§ **TEXT SEGMENT**:
··········
It seems like when you're diagnosed with cancer (or maybe any illness), a lot of people want to tell you about someone else they know who has/had something similar. While I was awaiting my bone marrow transplant, two of these stories stand out, paticularly since they were told to my husband by friends wanting to reassure him I'd be okay.

The first went something like this: "My brother-in-law had a bone marrow transplant last year and it went very well." When asked how he's doing now: "Oh, he ended up aspirating orange juice and dying while he was in rehab afterwards but the transplant was no problem."

The second was equally uplifting, something like this: "My friend had a transplant, his cancer was cured, and he was doing great. Then he got hit by a truck and was killed instantly."

We still wryly quote these a lot to each other, especially with my recent diagnosis with an unrelated base of tongue cancer. All this time I was worried about relapse or treatment related issues and instead got hit by a [figurative] truck.
··········
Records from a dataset
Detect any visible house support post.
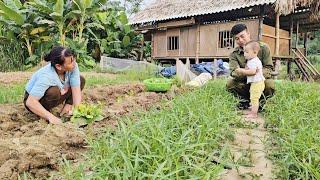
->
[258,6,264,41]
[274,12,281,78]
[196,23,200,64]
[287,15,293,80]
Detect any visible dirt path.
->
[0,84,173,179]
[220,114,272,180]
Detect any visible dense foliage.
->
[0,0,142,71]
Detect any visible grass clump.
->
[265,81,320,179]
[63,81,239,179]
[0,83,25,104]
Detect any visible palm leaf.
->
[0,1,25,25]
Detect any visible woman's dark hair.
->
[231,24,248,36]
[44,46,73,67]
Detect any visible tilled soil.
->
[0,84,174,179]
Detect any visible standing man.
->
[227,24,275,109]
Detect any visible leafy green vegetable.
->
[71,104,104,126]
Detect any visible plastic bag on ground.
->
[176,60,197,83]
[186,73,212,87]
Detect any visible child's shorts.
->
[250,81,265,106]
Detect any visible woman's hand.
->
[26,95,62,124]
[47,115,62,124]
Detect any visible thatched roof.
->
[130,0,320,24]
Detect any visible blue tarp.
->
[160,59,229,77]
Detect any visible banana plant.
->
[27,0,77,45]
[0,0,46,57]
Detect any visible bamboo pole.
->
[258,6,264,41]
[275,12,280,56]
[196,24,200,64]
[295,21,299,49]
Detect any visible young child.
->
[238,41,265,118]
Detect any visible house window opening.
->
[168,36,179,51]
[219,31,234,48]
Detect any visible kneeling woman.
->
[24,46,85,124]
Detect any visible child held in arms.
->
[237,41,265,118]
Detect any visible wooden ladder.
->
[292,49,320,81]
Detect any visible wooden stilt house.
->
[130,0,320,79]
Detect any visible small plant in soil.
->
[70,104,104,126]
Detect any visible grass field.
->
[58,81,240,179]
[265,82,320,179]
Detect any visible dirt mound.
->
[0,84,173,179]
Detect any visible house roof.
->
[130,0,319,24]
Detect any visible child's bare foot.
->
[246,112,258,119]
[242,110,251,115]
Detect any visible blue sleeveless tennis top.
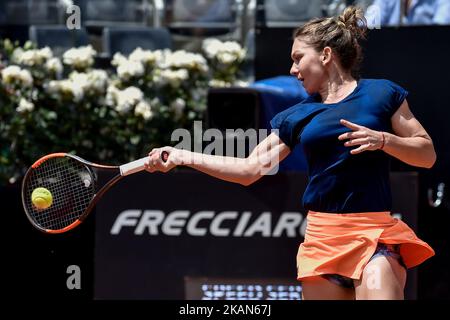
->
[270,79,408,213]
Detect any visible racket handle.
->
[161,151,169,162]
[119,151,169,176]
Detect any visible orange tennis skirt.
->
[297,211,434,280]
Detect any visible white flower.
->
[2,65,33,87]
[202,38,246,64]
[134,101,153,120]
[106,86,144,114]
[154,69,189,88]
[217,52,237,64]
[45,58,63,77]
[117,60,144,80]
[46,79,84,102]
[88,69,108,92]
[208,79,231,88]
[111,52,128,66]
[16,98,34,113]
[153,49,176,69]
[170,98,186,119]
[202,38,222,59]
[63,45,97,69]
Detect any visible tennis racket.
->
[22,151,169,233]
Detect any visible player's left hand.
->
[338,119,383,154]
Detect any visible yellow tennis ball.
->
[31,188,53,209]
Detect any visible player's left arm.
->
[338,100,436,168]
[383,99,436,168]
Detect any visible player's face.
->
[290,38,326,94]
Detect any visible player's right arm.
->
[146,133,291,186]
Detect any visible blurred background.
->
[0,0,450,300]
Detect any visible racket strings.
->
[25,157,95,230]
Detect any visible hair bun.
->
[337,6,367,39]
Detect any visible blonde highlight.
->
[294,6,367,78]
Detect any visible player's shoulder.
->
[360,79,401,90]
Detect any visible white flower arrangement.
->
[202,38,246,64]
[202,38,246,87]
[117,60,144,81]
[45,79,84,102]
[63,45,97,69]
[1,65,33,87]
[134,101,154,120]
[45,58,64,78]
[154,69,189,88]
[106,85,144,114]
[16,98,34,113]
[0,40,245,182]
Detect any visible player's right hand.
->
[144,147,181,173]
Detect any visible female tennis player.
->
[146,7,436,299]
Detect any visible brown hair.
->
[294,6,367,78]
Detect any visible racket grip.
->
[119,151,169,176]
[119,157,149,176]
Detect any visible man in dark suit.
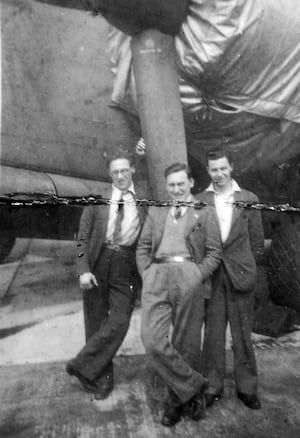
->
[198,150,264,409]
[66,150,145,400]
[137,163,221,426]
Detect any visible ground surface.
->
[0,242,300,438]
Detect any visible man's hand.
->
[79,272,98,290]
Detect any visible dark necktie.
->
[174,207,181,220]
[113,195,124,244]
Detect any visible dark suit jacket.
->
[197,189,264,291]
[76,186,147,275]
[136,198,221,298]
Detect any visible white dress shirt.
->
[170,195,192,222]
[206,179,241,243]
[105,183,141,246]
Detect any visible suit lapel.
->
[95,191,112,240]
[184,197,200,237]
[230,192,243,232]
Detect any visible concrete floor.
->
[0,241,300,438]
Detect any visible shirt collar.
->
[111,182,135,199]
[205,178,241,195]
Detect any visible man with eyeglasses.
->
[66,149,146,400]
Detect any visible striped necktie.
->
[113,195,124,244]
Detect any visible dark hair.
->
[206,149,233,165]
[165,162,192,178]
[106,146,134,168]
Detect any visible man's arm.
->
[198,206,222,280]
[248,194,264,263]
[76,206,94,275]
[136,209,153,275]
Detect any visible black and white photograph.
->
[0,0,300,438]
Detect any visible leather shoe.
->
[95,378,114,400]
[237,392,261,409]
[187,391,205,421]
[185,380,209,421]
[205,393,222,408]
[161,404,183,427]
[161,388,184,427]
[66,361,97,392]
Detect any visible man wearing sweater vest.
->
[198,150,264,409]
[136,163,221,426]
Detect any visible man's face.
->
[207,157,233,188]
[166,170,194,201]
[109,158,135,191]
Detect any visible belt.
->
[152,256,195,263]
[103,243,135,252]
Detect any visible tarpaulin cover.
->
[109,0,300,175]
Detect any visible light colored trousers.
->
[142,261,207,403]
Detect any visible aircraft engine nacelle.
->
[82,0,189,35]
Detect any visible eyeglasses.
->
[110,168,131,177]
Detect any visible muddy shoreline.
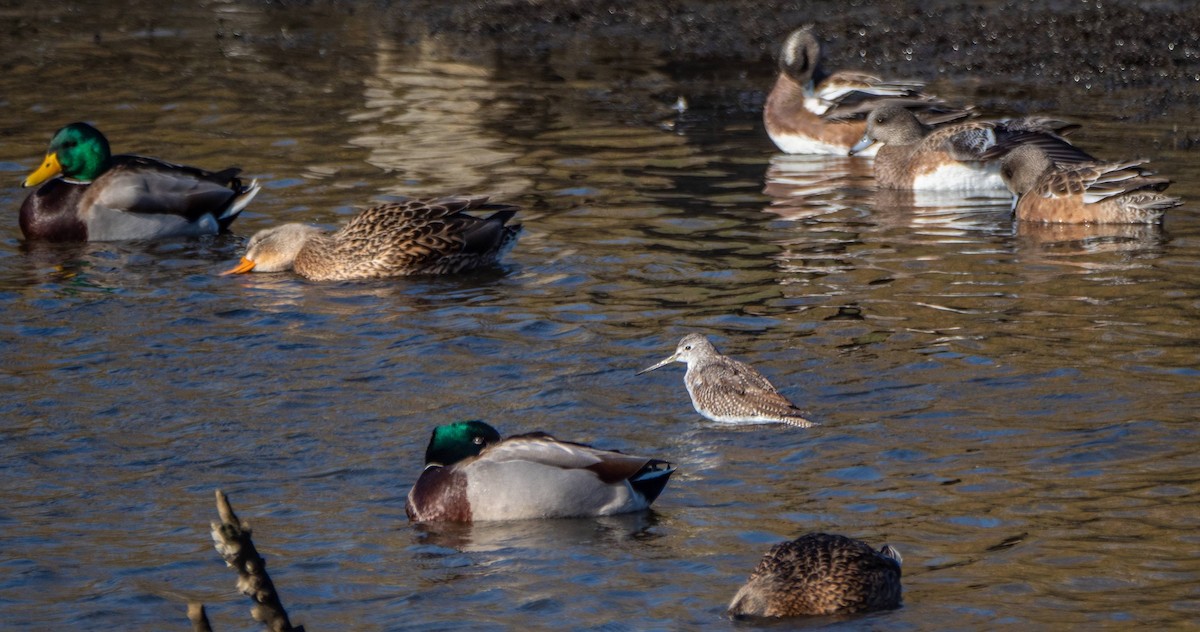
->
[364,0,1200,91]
··········
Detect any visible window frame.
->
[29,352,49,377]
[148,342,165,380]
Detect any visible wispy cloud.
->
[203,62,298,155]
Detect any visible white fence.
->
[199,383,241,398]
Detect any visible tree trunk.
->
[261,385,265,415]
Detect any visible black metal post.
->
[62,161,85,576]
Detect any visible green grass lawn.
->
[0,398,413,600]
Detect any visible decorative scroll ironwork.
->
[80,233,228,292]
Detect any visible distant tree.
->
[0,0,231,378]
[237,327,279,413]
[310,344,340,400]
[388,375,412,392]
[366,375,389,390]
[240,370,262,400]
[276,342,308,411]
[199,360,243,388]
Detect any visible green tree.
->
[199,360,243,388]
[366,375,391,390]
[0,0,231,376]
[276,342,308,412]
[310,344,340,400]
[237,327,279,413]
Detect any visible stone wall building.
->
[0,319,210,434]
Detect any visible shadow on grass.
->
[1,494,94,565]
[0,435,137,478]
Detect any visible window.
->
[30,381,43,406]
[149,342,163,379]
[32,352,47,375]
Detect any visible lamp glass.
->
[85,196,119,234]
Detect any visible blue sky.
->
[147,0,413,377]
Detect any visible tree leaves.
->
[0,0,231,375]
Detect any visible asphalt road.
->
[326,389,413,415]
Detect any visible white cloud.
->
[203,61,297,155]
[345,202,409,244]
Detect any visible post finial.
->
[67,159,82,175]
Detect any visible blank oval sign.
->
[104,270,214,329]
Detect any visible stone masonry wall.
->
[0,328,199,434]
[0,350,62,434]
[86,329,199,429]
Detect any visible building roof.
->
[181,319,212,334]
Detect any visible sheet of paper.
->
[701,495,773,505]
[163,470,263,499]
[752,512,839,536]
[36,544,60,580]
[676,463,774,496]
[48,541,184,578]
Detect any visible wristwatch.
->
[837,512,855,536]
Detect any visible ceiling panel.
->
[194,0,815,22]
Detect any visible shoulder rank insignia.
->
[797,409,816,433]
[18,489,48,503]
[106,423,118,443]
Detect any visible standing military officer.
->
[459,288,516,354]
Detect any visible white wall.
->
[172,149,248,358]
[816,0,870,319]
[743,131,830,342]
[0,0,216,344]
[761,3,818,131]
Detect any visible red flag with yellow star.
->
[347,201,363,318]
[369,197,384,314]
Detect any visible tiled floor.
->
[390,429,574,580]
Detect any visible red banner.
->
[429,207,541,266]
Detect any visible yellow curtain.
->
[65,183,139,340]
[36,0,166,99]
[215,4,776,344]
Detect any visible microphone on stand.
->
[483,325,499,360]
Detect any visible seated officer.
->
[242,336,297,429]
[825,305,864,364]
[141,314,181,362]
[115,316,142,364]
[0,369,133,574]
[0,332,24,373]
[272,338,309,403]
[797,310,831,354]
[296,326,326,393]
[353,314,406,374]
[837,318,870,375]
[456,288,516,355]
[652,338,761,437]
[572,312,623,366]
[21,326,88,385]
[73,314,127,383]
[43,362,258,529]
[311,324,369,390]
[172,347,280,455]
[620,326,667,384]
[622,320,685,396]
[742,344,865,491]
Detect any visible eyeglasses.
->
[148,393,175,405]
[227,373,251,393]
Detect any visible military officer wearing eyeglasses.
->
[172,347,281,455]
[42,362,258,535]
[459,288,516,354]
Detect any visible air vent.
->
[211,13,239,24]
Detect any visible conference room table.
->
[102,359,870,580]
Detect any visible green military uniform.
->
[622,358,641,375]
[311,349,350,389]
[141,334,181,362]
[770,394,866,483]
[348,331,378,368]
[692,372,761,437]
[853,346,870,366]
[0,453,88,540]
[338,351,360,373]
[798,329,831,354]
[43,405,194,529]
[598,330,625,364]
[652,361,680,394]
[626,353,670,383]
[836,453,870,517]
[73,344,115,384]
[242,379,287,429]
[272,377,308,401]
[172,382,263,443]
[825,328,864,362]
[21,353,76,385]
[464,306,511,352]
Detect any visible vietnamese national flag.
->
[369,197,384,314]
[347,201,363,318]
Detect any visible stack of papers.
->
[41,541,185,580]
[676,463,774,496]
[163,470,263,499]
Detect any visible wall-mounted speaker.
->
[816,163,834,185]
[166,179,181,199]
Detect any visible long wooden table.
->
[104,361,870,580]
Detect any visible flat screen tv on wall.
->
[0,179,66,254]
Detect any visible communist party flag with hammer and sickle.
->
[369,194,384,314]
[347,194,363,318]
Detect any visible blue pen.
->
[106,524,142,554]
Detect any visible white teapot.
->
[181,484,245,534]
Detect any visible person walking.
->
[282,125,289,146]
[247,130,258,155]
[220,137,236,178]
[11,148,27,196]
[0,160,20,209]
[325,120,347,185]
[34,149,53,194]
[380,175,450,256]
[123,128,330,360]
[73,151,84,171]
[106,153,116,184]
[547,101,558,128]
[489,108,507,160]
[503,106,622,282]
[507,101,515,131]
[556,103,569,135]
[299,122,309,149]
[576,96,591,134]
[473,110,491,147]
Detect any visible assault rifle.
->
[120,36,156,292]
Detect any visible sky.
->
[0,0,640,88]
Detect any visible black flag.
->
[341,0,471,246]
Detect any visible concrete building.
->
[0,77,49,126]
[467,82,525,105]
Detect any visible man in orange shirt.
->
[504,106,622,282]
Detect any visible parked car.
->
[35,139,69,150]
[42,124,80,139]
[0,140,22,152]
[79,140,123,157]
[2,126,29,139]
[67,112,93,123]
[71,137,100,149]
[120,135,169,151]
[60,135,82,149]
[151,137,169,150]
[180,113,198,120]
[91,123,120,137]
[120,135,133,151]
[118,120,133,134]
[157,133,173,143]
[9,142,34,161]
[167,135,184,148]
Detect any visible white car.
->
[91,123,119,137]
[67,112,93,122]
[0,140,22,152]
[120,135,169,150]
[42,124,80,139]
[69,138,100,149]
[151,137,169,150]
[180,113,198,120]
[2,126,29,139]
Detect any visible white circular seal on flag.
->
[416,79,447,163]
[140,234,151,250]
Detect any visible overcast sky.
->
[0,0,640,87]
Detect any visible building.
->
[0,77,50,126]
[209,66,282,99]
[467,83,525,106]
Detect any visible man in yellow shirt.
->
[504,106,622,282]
··········
§ **WORK ORDER 1**: Translate this sentence from the post about cancer stories into Spanish: "Then he got hit by a truck and was killed instantly."
§ **WORK ORDER 2**: Echo the post about cancer stories word for word from "We still wryly" to "a [figurative] truck.".
Work only from the post about cancer stories.

§ **WRITTEN REPLY 1**: Luego lo atropelló un camión y murió al instante.

§ **WRITTEN REPLY 2**:
We still wryly quote these a lot to each other, especially with my recent diagnosis with an unrelated base of tongue cancer. All this time I was worried about relapse or treatment related issues and instead got hit by a [figurative] truck.